(Exercise data begins)

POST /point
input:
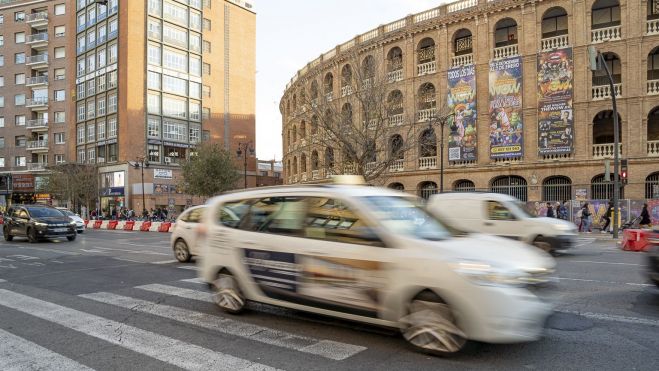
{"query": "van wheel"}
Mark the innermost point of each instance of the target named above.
(227, 294)
(542, 244)
(431, 327)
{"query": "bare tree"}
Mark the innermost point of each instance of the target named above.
(366, 130)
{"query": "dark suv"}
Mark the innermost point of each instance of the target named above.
(37, 222)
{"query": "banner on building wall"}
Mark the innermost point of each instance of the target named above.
(555, 114)
(462, 103)
(505, 113)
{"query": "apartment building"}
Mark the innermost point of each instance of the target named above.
(33, 94)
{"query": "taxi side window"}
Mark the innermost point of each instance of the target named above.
(279, 215)
(496, 211)
(332, 220)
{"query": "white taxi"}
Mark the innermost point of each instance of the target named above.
(372, 255)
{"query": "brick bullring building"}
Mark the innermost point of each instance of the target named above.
(530, 118)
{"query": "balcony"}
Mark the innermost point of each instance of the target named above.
(555, 42)
(601, 35)
(426, 114)
(38, 124)
(37, 19)
(346, 90)
(505, 51)
(36, 81)
(601, 151)
(426, 68)
(395, 120)
(37, 61)
(37, 40)
(462, 60)
(394, 76)
(37, 145)
(653, 148)
(40, 103)
(397, 165)
(426, 163)
(604, 91)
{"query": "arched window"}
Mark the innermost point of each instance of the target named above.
(428, 143)
(464, 185)
(554, 22)
(394, 59)
(603, 190)
(512, 185)
(427, 189)
(603, 128)
(605, 13)
(396, 186)
(652, 186)
(396, 147)
(557, 188)
(462, 42)
(505, 32)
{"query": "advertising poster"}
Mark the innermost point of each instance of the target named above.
(506, 127)
(462, 103)
(555, 115)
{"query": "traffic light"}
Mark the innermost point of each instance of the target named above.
(623, 171)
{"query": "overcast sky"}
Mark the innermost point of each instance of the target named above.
(291, 33)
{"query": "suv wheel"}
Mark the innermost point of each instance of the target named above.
(181, 251)
(431, 327)
(227, 294)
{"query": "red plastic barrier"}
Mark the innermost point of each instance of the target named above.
(635, 240)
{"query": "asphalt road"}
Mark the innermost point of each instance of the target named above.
(117, 300)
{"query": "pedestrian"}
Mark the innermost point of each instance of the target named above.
(550, 211)
(607, 217)
(646, 222)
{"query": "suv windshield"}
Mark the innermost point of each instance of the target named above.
(401, 215)
(43, 212)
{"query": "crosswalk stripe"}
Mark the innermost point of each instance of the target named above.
(325, 348)
(17, 354)
(178, 291)
(163, 348)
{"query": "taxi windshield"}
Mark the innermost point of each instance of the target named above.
(401, 215)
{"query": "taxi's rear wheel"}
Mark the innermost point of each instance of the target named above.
(227, 294)
(431, 327)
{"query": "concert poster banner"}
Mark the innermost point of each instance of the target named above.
(555, 114)
(505, 113)
(462, 103)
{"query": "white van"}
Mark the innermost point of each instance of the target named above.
(372, 255)
(501, 215)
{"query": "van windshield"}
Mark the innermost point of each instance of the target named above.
(401, 215)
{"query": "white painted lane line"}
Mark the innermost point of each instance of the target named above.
(163, 348)
(614, 318)
(17, 354)
(178, 291)
(610, 263)
(324, 348)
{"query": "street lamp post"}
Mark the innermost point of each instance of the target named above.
(245, 149)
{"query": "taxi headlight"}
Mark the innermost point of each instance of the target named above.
(488, 275)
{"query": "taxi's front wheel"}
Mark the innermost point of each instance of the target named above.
(431, 327)
(227, 294)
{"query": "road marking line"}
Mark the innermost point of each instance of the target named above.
(163, 348)
(596, 262)
(17, 353)
(178, 291)
(324, 348)
(613, 318)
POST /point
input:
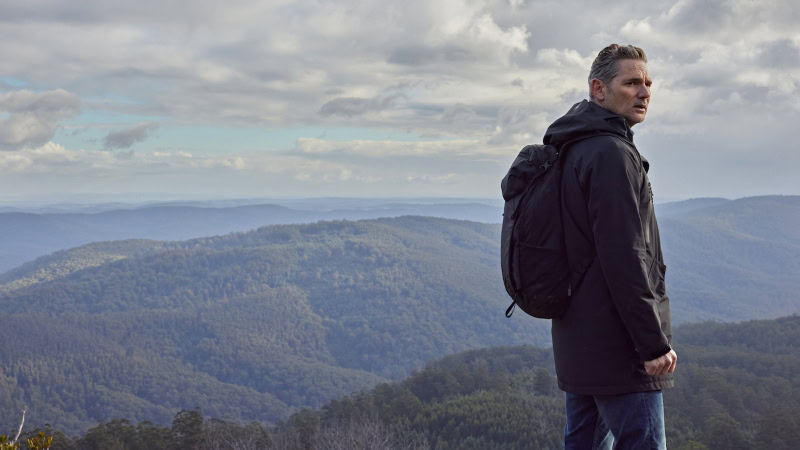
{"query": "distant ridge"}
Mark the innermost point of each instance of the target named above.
(25, 236)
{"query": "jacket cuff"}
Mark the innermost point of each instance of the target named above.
(655, 354)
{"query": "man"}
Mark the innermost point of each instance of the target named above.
(612, 347)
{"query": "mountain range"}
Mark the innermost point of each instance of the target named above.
(254, 325)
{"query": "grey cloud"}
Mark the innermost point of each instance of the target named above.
(129, 136)
(34, 116)
(782, 53)
(355, 106)
(420, 55)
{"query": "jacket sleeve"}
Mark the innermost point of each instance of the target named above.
(613, 181)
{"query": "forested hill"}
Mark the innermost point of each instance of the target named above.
(736, 388)
(249, 325)
(733, 260)
(254, 325)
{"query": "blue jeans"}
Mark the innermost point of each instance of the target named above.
(626, 421)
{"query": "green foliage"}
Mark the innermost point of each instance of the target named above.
(249, 326)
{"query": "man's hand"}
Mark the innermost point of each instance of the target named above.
(662, 365)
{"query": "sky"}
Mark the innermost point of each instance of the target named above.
(120, 100)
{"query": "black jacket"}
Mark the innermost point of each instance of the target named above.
(619, 311)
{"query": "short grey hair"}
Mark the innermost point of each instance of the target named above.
(605, 66)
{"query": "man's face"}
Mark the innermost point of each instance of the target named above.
(628, 94)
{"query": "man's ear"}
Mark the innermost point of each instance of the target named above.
(598, 90)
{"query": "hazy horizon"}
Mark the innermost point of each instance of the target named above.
(311, 99)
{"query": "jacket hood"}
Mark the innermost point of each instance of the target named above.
(584, 119)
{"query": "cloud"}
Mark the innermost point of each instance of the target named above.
(126, 138)
(352, 106)
(34, 116)
(474, 79)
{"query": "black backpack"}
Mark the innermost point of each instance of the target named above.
(533, 257)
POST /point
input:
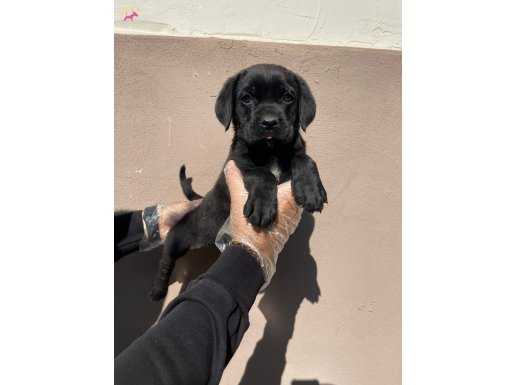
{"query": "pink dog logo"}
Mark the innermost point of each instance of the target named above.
(130, 16)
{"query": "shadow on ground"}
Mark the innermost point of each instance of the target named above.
(295, 280)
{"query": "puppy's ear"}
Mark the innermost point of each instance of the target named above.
(307, 105)
(225, 102)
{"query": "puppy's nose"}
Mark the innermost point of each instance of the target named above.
(269, 122)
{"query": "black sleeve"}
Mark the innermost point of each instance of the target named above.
(199, 331)
(128, 232)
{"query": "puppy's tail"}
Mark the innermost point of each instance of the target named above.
(186, 185)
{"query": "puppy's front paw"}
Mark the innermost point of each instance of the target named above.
(261, 209)
(309, 192)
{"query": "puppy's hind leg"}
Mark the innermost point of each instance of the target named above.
(177, 243)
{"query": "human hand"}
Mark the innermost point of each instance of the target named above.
(266, 243)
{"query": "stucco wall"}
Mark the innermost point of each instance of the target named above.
(333, 312)
(354, 23)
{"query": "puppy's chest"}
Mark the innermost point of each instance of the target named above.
(279, 170)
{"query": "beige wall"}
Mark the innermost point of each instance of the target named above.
(334, 308)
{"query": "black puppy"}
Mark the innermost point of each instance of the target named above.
(267, 105)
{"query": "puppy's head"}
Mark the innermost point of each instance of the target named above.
(266, 103)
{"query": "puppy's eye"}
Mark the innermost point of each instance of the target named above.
(246, 99)
(287, 98)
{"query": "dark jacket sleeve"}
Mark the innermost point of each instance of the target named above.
(128, 232)
(199, 331)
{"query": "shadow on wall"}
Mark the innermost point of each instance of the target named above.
(295, 280)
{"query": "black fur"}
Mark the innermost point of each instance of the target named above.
(267, 105)
(187, 189)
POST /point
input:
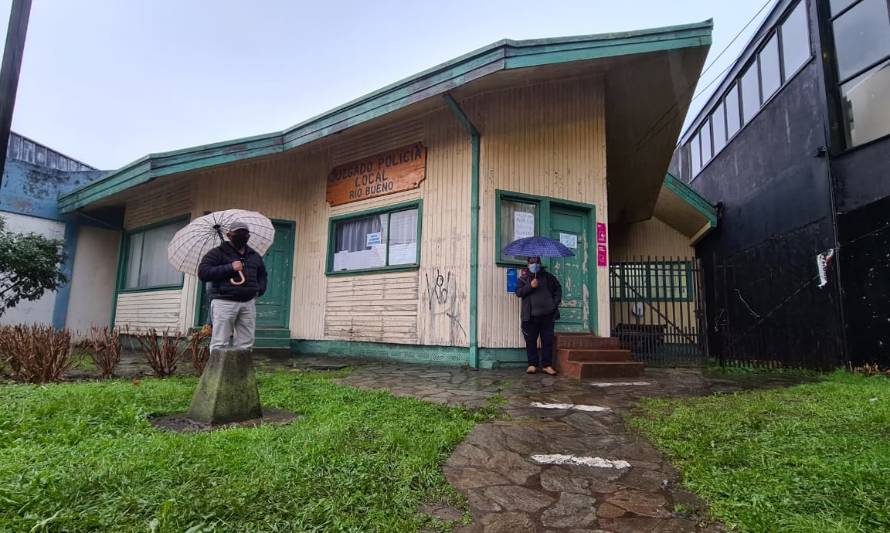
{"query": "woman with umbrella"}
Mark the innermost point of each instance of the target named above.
(541, 296)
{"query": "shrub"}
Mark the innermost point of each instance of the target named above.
(104, 348)
(199, 346)
(161, 350)
(36, 354)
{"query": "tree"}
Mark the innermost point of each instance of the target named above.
(30, 265)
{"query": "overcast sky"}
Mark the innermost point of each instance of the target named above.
(109, 81)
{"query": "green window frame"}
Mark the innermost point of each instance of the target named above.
(387, 267)
(654, 281)
(132, 236)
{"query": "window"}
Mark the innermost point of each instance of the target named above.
(695, 155)
(750, 93)
(659, 281)
(718, 127)
(770, 74)
(705, 143)
(862, 51)
(861, 37)
(518, 219)
(795, 40)
(866, 105)
(733, 114)
(376, 240)
(147, 266)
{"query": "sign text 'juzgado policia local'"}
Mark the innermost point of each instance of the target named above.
(389, 172)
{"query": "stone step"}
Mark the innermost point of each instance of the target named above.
(628, 369)
(584, 356)
(586, 341)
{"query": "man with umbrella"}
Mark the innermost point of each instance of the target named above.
(237, 276)
(541, 295)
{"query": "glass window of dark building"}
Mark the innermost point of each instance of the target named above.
(795, 40)
(733, 115)
(718, 126)
(861, 37)
(695, 155)
(770, 74)
(750, 93)
(705, 143)
(862, 51)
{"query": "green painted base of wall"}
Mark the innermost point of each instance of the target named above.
(412, 353)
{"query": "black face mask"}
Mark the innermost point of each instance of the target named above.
(239, 240)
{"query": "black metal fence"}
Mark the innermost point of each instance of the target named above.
(658, 307)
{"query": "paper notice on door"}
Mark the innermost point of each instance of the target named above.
(569, 240)
(374, 239)
(523, 225)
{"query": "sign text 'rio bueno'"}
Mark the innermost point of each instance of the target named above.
(390, 172)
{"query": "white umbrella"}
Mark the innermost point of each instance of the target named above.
(191, 243)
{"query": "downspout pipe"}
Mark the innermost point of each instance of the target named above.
(473, 358)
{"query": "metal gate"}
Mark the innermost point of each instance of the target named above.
(658, 309)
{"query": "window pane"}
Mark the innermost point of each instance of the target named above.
(795, 39)
(770, 76)
(750, 94)
(360, 243)
(518, 220)
(134, 257)
(866, 108)
(695, 155)
(861, 37)
(705, 143)
(403, 238)
(718, 127)
(733, 117)
(156, 270)
(839, 5)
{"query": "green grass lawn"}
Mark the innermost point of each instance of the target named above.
(83, 456)
(814, 457)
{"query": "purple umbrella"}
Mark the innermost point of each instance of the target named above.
(537, 247)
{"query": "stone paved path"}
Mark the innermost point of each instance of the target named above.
(510, 492)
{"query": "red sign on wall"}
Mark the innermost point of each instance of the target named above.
(600, 233)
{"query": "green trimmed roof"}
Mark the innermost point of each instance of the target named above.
(502, 55)
(691, 197)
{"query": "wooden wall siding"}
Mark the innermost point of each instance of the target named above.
(155, 309)
(292, 187)
(547, 140)
(373, 308)
(158, 201)
(650, 237)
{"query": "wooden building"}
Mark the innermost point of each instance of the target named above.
(391, 210)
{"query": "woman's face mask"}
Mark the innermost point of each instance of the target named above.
(239, 239)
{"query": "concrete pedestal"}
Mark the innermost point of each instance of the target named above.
(227, 391)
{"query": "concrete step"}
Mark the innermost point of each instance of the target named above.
(586, 341)
(585, 356)
(629, 369)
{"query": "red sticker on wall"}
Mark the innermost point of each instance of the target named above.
(602, 256)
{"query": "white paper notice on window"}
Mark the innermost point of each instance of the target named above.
(523, 225)
(569, 240)
(374, 239)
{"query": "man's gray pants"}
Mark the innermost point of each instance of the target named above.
(233, 319)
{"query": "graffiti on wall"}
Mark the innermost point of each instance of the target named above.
(441, 294)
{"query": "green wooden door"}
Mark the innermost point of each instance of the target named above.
(273, 309)
(571, 227)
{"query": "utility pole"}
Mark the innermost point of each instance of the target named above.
(9, 71)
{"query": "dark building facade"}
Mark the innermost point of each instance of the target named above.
(794, 146)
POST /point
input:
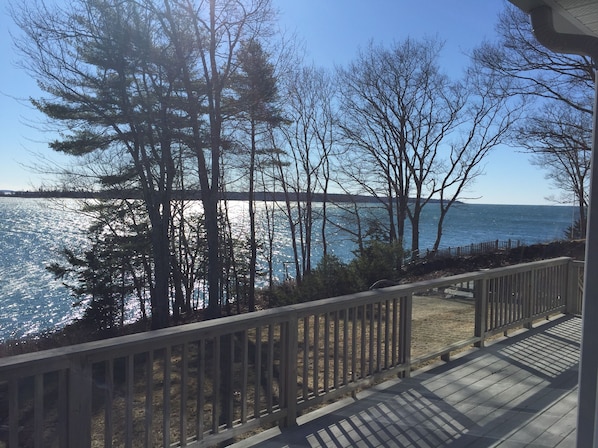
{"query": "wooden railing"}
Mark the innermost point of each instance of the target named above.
(203, 383)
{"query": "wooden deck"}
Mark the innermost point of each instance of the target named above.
(519, 392)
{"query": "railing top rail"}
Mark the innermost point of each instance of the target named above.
(55, 358)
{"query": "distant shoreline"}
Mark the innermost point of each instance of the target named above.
(196, 195)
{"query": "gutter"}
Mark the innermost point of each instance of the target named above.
(543, 26)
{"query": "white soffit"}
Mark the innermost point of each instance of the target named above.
(569, 16)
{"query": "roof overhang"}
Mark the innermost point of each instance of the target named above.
(564, 26)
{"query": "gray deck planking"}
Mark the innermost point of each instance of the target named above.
(519, 392)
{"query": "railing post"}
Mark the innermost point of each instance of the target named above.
(79, 403)
(289, 360)
(481, 306)
(571, 283)
(529, 299)
(405, 324)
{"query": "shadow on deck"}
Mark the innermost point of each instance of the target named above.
(520, 391)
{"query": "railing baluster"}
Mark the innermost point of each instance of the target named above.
(326, 353)
(336, 350)
(363, 341)
(216, 405)
(395, 331)
(166, 396)
(62, 420)
(258, 371)
(270, 382)
(244, 374)
(130, 375)
(149, 398)
(13, 412)
(38, 410)
(305, 377)
(184, 395)
(345, 346)
(108, 400)
(201, 390)
(316, 357)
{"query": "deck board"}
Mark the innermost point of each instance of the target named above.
(519, 392)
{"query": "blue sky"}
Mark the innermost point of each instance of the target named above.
(331, 31)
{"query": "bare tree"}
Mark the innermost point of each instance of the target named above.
(423, 135)
(557, 132)
(110, 83)
(207, 35)
(308, 139)
(559, 138)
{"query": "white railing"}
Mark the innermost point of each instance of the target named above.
(203, 383)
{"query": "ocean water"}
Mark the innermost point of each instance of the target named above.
(33, 231)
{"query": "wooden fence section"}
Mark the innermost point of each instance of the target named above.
(200, 384)
(472, 249)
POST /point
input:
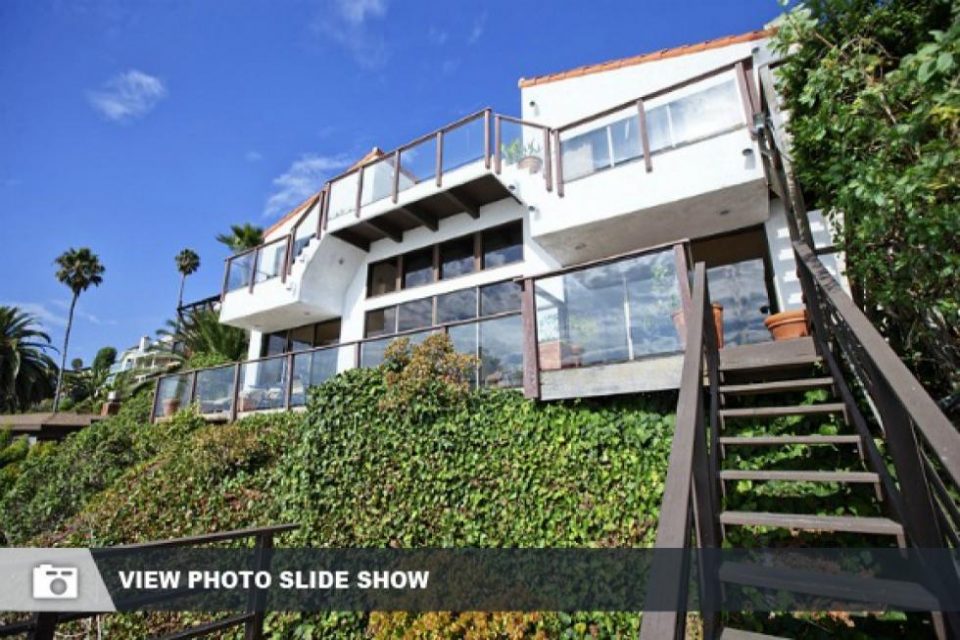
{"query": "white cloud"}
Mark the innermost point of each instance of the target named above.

(Exercise data ends)

> Work instruction
Exactly one number is the answer: how many lines in the data include the word "sign".

> Response for this exercise
3